— Stated goal —
Give the data below again exactly as it stands. Omit the pictures.

— Provided material —

(begin)

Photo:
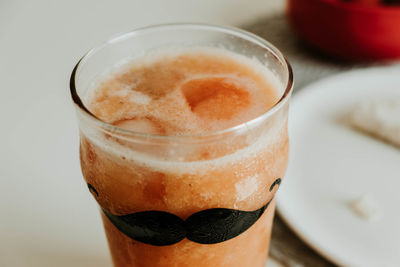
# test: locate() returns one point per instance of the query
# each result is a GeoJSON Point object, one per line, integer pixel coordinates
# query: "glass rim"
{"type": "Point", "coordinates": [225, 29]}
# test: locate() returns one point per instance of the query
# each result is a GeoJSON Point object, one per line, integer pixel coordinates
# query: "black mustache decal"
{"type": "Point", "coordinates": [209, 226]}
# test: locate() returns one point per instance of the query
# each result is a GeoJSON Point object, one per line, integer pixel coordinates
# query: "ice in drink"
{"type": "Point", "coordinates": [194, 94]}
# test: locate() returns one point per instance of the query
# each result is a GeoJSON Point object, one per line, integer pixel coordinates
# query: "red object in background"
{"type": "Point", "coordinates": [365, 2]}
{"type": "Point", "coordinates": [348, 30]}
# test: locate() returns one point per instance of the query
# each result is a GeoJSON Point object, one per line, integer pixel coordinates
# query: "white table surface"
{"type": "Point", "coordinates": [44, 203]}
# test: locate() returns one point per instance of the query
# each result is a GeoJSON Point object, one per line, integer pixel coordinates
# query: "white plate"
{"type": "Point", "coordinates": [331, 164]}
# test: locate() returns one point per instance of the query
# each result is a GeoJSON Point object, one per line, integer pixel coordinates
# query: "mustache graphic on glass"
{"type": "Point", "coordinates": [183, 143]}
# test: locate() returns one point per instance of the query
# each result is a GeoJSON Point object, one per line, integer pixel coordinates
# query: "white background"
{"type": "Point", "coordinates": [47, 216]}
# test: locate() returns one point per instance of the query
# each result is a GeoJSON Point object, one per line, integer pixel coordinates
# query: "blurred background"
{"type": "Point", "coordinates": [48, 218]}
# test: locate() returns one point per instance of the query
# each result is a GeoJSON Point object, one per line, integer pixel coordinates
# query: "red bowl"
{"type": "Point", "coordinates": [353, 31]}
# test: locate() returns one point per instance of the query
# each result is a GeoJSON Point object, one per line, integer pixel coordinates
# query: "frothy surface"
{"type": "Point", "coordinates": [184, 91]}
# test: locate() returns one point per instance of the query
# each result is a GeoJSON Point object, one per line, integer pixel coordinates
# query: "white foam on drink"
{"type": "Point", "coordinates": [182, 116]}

(end)

— Full answer —
Photo:
# test: locate() returns one point per instance of the query
# each result is a GeoJSON Point object, one per line, integer pixel coordinates
# query: "glass rim"
{"type": "Point", "coordinates": [225, 29]}
# test: locate() returns one point per instance of the query
# each result is a GeoJSON Point object, one per line, integer pixel coordinates
# query: "black mustache decal"
{"type": "Point", "coordinates": [209, 226]}
# test: locate() returns one point per instance of the query
# each result is a GeoJSON Point object, one per line, integer pixel coordinates
# query: "ice in drink"
{"type": "Point", "coordinates": [194, 94]}
# test: locate() returns one point per instance of the query
# each result is a GeoJSON Point object, one per line, integer pixel coordinates
# query: "red object in background"
{"type": "Point", "coordinates": [365, 2]}
{"type": "Point", "coordinates": [348, 30]}
# test: locate() returns one point per instance of the query
# each result is a GeoJSON Point object, one per line, integer pixel coordinates
# query: "white table surface"
{"type": "Point", "coordinates": [44, 203]}
# test: locate() returns one point per instance of the query
# each result is a GeoJSON Point object, one per line, integer pixel coordinates
# query: "white plate"
{"type": "Point", "coordinates": [331, 164]}
# test: locate() returns one point per instance of the query
# each result is a GeoJSON Point object, one per line, integer pixel coordinates
# query: "mustache graphic on glass"
{"type": "Point", "coordinates": [183, 143]}
# test: locate() returns one point per instance of the query
# each result is a GeoJSON Point object, one per line, integer pixel coordinates
# query: "white background"
{"type": "Point", "coordinates": [47, 216]}
# test: locate() returns one point per instance of the query
# each result is a GeoJSON Point object, one per line, integer pixel coordinates
# query: "blurred background"
{"type": "Point", "coordinates": [48, 218]}
# test: locate() returns one point per instance of the query
# each result is a GeoJSON Point object, one per line, integer pixel coordinates
# query: "red bowl"
{"type": "Point", "coordinates": [353, 31]}
# test: locate() returns one point per instance of the query
# each result is a GeoJSON Point object, one per line, integer pixel coordinates
# query: "frothy surface"
{"type": "Point", "coordinates": [184, 91]}
# test: locate() returns one point per instance of the query
# each result is a GeoJSON Point object, one per line, integer pixel coordinates
# query: "white foam on drink"
{"type": "Point", "coordinates": [182, 116]}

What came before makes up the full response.